SOURCE DOCUMENT>

# stolen car driven to court



## debbie5 (Mar 2, 2007)

Ok- so not an oddity- but pretty dumb:

COLONIE - In need of a ride to court, an Albany woman and two friends allegedly took a stolen car.

Colonie police received a call at 5:14 p.m. Wednesday from officers in Albany. A stolen car with an OnStar global positioning system indicated that the car was in Colonie at 243 Wolf Road. A short time later, it had been moved to 312 Wolf Road, the address of the town's Public Safety Center.

Police found the unoccupied car in their parking lot and arrested three suspects. One of those arrested, Pamela D. Copes, 33, of Albany, had a court appearance in Colonie Justice Court for two previous arrests.

The car is a white 2007 Chevrolet Impala four-door sedan valued at $12,325. The car was reported stolen from 427 Second Ave., Albany, at 6:52 a.m. Wednesday.

Copes is charged with criminal possession of stolen property in the third degree, a felony.

Copes was in court answering charges from an incident on March 28 that include unlawfully fleeing a police officer in the third degree, reckless driving and aggravated unlicensed operation of a motor vehicle in the third degree, all misdemeanors. She also was charged with unlawful possession of marijuana, a violation. Copes also faced charges filed Feb. 19 of petit larceny and endangering the welfare of a child, both misdemeanors.

DATASET EXTRACT>
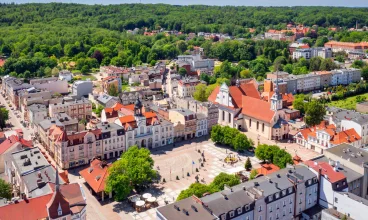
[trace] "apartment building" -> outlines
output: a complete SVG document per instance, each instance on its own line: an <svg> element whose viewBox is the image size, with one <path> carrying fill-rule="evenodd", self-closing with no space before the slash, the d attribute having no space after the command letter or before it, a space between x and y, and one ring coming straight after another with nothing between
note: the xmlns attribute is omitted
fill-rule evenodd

REQUIRED ACTIONS>
(a) In the stolen car post, what address does the town's Public Safety Center have?
(b) Print the part of the stolen car post between "The car is a" and "degree, a felony.", inclusive.
You won't need the listing for this.

RESPONSES FOR EACH TASK>
(a) 312 Wolf Road

(b)
The car is a white 2007 Chevrolet Impala four-door sedan valued at $12,325. The car was reported stolen from 427 Second Ave., Albany, at 6:52 a.m. Wednesday.

Copes is charged with criminal possession of stolen property in the third degree, a felony.